Opdrachtenreeks>
• A. Vat de tekst over het cassatieberoep samen in twee zinnen.
• B. Ga alsjeblieft verder met de tekst over het cassatieberoep, aansluitend op de laatste zin.
-------- Getoonde passage --------
Overwegende dat belanghebbende in cassatie stelt:
1. Schending of verkeerde toepassing van artikel 80 der Wet op de Inkomstenbelasting 1914, doordat de Raad van Beroep bij de beoordeeling of belanghebbende de volgens hoofdstuk VIII dier Wet vereischte aangifte heeft gedaan ten onrechte alleen rekening heeft gehouden met de oorspronkelijke aangifte en niet tevens met de mondelinge aangifte ingevolge het generaal pardon ter verbetering van eerstgenoemde aangifte gedaan, vormende toch beide aangiften te zamen de volgens genoemd hoofdstuk vereischte aangifte;
2. Schending van artikel 76 der voornoemde Wet, doordat de Raad van Beroep er geen acht op heeft geslagen, dat de beschikking van den Inspecteur op het door belanghebbende ingediende bezwaarschrift niet met redenen is omkleed;
en 3. Verkeerde toepassing van artikel 18 der voornoemde Wet, doordat niet is gebleken, dat belanghebbende in 1939 eenige op zich zelf staande werkzaamheid heeft verricht, en de Raad van Beroep dan ook niet de opbrengst eener onbekende bron van inkomen mocht stellen op f . 9000 .-;
Overwegende dienaangaande:
dat de stelling, waarop het eerste middel van cassatie rust, niet in eenige wettelijke bepaling steun vindt, zoodat dit middel niet kan slagen;
dat belanghebbende bij de klacht, in het tweede middel vervat, in dit geding geen belang heeft, nu 's Raads uitspraak de gronden bevat, waarom de beschikking van den Inspecteur, houdende handhaving van den aanslag, in stand moet blijven; dat het derde middel ongegrond is, aangezien de Raad van Beroep ingevolge het bepaalde in artikel 80 der Wet gehouden was den aanslag te handhaven, nu hem van zijne onjuistheid niet was gebleken, hetgeen het geval kon zijn ook al was niet komen vast te staan, van welke op zich zelf staande werkzaamheden belanghebbende opbrengst had genoten;
dat derhalve het ingestelde beroep moet worden verworpen;
Verwerpt het beroep.
-------- Vastgelegde gegevens --------
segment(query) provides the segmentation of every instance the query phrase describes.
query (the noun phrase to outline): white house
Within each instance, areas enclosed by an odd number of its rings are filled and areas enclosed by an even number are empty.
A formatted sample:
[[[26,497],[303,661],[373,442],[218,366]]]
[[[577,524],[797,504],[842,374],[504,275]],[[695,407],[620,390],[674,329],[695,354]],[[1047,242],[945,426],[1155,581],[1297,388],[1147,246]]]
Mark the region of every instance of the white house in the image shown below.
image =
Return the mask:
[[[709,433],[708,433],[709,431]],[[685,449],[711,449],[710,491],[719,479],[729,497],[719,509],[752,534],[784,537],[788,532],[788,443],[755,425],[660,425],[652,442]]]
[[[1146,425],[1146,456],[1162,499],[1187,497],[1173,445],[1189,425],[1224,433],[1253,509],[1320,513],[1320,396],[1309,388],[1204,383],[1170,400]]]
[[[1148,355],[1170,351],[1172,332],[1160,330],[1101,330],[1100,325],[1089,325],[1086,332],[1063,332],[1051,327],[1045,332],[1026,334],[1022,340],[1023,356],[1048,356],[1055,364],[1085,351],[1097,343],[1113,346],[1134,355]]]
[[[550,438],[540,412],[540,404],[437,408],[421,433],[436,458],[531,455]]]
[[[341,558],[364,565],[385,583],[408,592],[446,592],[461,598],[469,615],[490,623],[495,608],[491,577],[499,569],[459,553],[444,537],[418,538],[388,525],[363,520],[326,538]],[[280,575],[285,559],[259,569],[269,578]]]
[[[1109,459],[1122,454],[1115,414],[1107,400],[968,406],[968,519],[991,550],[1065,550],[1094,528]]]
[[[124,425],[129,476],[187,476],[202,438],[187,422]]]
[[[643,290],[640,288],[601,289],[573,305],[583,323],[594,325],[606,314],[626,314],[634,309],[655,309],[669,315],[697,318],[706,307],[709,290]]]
--------
Antwoorden>
• A. De belanghebbende voert in cassatie drie middelen aan: verkeerde toepassing van artikel 80, schending van artikel 76 en verkeerde toepassing van artikel 18 van de Wet op de Inkomstenbelasting 1914. Het eerste middel vindt geen steun in de wet, bij het tweede heeft de belanghebbende geen belang en het derde is ongegrond, zodat het beroep wordt verworpen.

• B.
Gedaan bij de Heeren van den Dries, waarnemend-President, Meckmann, Sinninghe Damsté, Hijink en Losecaat Vermeer, Raden, en door voornoemden waarnemend-president uitgesproken ter Raadkamer van een Elfden maart 1900 twee en veertig, in tegenwoordigheid van den griffier Somer.